## Task objective
Return each line of the data below exactly, omitting any pictures.

## Data for review
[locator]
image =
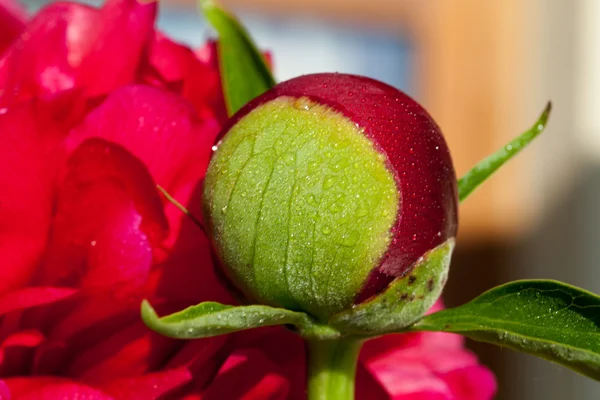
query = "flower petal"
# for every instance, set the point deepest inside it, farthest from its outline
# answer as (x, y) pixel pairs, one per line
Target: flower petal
(163, 131)
(37, 63)
(472, 383)
(108, 215)
(131, 351)
(255, 377)
(36, 388)
(16, 351)
(30, 137)
(31, 297)
(12, 22)
(150, 386)
(116, 42)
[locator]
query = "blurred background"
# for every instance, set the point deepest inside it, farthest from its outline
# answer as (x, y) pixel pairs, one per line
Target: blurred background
(484, 70)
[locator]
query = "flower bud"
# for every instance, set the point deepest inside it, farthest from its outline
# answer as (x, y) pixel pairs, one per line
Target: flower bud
(325, 189)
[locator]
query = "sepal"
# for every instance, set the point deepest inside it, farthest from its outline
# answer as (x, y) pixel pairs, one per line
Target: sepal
(213, 319)
(405, 301)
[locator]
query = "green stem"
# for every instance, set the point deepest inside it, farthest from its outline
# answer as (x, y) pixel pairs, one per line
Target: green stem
(332, 368)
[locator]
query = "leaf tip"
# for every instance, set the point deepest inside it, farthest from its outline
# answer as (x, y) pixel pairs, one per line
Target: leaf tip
(543, 120)
(148, 314)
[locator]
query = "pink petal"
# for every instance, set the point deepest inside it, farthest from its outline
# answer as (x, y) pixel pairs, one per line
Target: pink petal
(107, 216)
(31, 297)
(160, 129)
(149, 386)
(116, 43)
(16, 351)
(472, 383)
(401, 378)
(51, 389)
(254, 375)
(12, 22)
(37, 63)
(30, 137)
(130, 351)
(282, 347)
(4, 392)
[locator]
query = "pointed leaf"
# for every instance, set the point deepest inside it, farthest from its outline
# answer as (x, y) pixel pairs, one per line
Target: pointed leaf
(549, 319)
(213, 319)
(244, 72)
(486, 167)
(406, 300)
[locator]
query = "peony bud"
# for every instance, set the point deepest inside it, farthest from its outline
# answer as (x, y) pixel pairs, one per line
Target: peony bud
(325, 189)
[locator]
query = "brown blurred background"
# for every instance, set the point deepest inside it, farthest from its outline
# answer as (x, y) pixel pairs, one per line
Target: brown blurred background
(484, 70)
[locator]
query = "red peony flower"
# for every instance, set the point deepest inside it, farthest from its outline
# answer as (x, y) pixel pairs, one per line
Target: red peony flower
(96, 108)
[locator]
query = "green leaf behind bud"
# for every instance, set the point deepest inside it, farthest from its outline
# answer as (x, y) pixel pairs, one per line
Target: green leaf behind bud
(406, 300)
(549, 319)
(486, 167)
(213, 319)
(244, 73)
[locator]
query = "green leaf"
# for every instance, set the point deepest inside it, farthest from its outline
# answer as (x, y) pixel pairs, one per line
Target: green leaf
(213, 319)
(244, 72)
(549, 319)
(486, 167)
(406, 300)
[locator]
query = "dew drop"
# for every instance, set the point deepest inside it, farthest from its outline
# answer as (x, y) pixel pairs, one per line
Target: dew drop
(328, 184)
(302, 103)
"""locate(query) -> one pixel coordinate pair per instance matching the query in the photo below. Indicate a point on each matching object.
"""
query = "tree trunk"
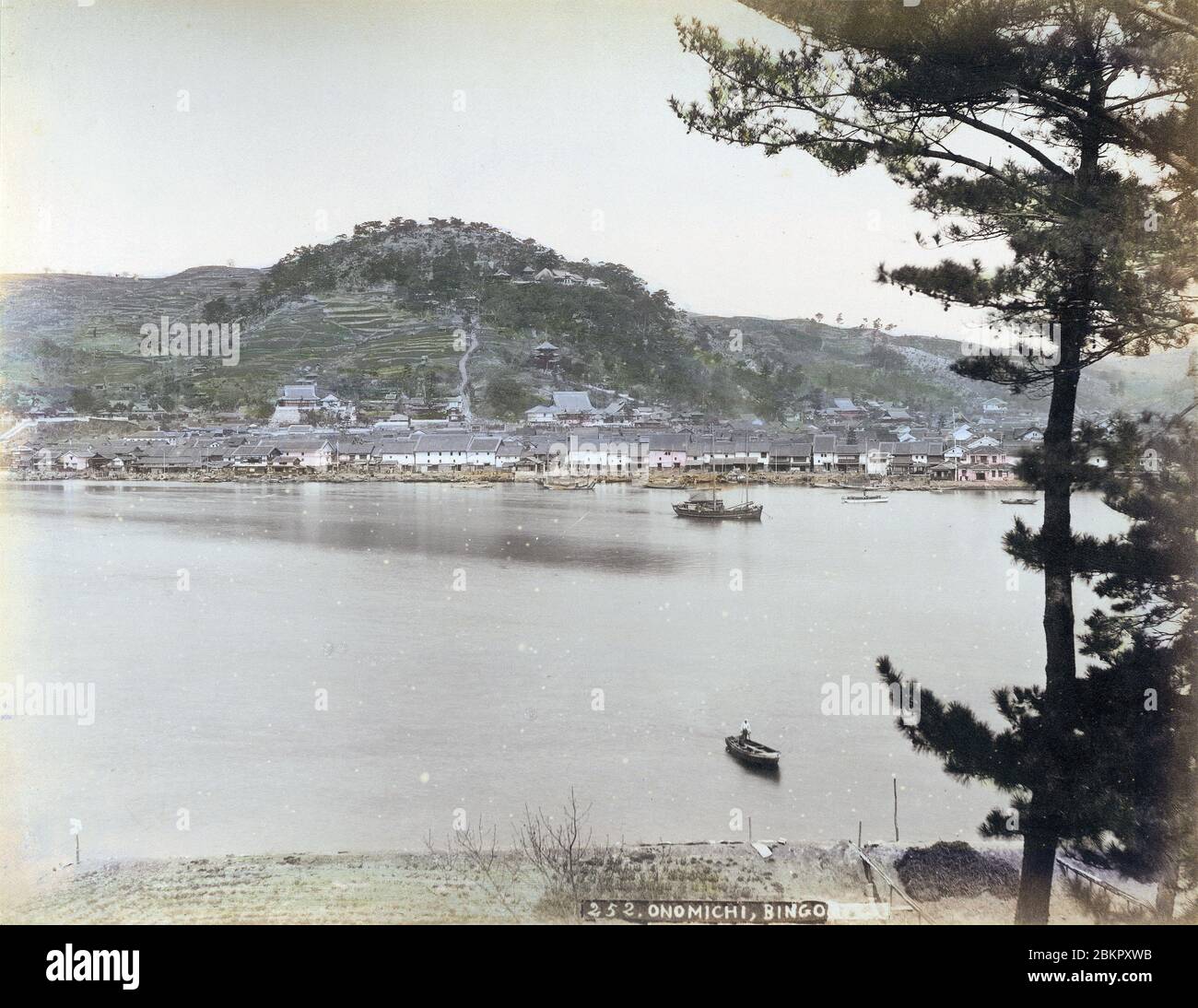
(1040, 833)
(1051, 796)
(1167, 887)
(1035, 878)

## Result
[locator]
image =
query = "flower petal"
# for every instance, set the point deepest inside it, farthest from its outline
# answer as (x, y) pixel pairs, one per line
Target: flower petal
(163, 131)
(37, 63)
(472, 383)
(108, 215)
(131, 351)
(255, 377)
(36, 388)
(16, 351)
(30, 137)
(31, 297)
(12, 22)
(150, 386)
(116, 42)
[locator]
query = "blurred background"
# for every instance, set the point deepest inside it, farthest from its outline
# answer as (x, y) pixel pairs, one per line
Target: blurred background
(484, 70)
[locator]
query = "flower bud"
# for every instance, set the point deepest inside it, farthest from its outline
# answer as (x, y) pixel pairs, one per line
Target: flower bud
(325, 189)
[locator]
query = "sepal"
# for every instance, set the point deepest inside it, farthest from its outline
# answer as (x, y) pixel pairs, one per line
Target: sepal
(213, 319)
(405, 301)
[locator]
query = "green stem"
# for every instance, set the point deepest inside it, farthest from its outline
# answer as (x, y) pixel pairs, one per line
Target: green stem
(332, 368)
[locator]
query = "leaf tip"
# for every instance, set the point deepest inside it, farthest from its outline
# answer as (x, y) pixel pairs, one per line
Target: leaf tip
(543, 120)
(148, 314)
[locator]
query = "pink petal"
# for every instance, set the point deepest inside it, farthest from its outline
# answer as (x, y) pixel pairs, one per line
Target: pink petal
(107, 216)
(31, 297)
(160, 129)
(149, 386)
(116, 43)
(16, 351)
(472, 383)
(401, 378)
(51, 389)
(254, 375)
(12, 22)
(37, 63)
(30, 137)
(130, 351)
(282, 347)
(4, 392)
[locator]
query = "pointed leaf"
# for every instance, set the point deepest inside it, farthest from its outline
# answer as (x, y) pixel pairs, one per line
Target: pointed leaf
(549, 319)
(213, 319)
(244, 72)
(486, 167)
(406, 300)
[locator]
query = "peony bud"
# for every instance, set the point deepest inside it, farthest from its outline
# answer as (x, y) pixel pairs, one per line
Target: peony bud
(325, 189)
[locator]
query = "brown blurred background"
# for every instance, set the point deepest inside it, farthest from its outline
# answer as (x, y) pixel pairs, one per line
Target: brown blurred background
(484, 70)
[locator]
query = "red peony flower"
# for every instance, set the point deepest inside it, farthest from its outline
# answer as (x, y) pixel pairs, one per line
Target: red peony flower
(96, 108)
[locator]
query = "green leaf behind bud"
# for every instance, set the point deepest inside it, farthest from its outline
# answer as (x, y) pixel pairs, one per line
Target: green leaf behind bud
(406, 300)
(549, 319)
(486, 167)
(213, 319)
(244, 73)
[locator]
query = "green leaf"
# for every instance, set the point deepest inside it, farthest from its outline
# answer as (x, y) pixel pairs, one per line
Target: green leaf
(213, 319)
(244, 72)
(549, 319)
(486, 167)
(406, 300)
[locator]
query = "dew drop"
# for every instance, set the point deepest inside it, farthest from its outline
# answer as (x, y) pixel pairs, one per line
Target: dew drop
(328, 184)
(302, 103)
"""locate(query) -> one pixel coordinate pair per instance matching the query in the photo below. Indicate a point on each matching object.
"""
query = "tree trunk"
(1040, 833)
(1051, 796)
(1167, 887)
(1035, 878)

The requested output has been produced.